Exercise objective: Write out each line of the material below verbatim.

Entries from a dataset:
-=-=-

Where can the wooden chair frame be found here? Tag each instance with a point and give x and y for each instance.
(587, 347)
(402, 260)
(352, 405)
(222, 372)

-=-=-

Exercise output:
Where can the wooden chair frame be found here? Tag each instance with a point and give x and y for each instance.
(587, 347)
(402, 260)
(352, 405)
(222, 372)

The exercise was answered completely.